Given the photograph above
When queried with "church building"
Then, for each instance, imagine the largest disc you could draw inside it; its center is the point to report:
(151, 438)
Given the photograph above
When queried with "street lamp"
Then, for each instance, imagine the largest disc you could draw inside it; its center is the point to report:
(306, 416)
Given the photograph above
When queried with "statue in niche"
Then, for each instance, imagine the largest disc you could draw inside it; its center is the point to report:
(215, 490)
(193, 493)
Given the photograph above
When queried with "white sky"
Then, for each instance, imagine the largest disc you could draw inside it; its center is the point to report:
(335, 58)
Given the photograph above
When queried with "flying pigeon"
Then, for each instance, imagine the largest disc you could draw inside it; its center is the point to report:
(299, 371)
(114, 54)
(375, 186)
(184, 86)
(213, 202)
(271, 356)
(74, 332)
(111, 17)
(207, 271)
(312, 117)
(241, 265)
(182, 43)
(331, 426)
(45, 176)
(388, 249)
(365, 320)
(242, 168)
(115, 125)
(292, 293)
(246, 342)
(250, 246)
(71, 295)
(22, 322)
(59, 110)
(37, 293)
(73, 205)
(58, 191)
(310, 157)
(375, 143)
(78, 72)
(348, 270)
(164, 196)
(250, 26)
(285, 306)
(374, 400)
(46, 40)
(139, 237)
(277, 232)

+===+

▸ **Task brief**:
All of the data above must be repeated exactly.

▸ **Result of this exercise**:
Given the photograph above
When queried with "church building"
Then, for each instance, imagine the largest disc you could draw inside it; its center is the point to report:
(151, 438)
Given the photograph above
When queried with "street lamp"
Then, for each instance, imagine the largest disc you could draw inside it; its center is the point to report:
(306, 416)
Given the photograph above
When queried with "statue in niche"
Then, for each instance, imagine the largest disc you could draw inside it; its center is the point to report:
(215, 490)
(193, 493)
Given the photograph above
When queried with "white sky"
Then, for each instance, imagine the largest disc you could draw inside it; its center is the point to report:
(335, 58)
Given the photograph above
When queried with "flying pigeon"
Then, for each instance, imagine the largest disc you could draw inside it; its center is the point to report:
(299, 371)
(114, 54)
(375, 186)
(184, 86)
(213, 202)
(271, 356)
(74, 332)
(111, 17)
(207, 271)
(312, 117)
(241, 265)
(182, 43)
(331, 426)
(45, 176)
(388, 249)
(365, 320)
(242, 168)
(115, 125)
(292, 293)
(246, 342)
(250, 246)
(71, 295)
(22, 322)
(59, 110)
(37, 293)
(73, 205)
(58, 191)
(310, 157)
(375, 143)
(78, 72)
(348, 270)
(164, 196)
(250, 26)
(285, 306)
(374, 400)
(46, 40)
(139, 237)
(277, 232)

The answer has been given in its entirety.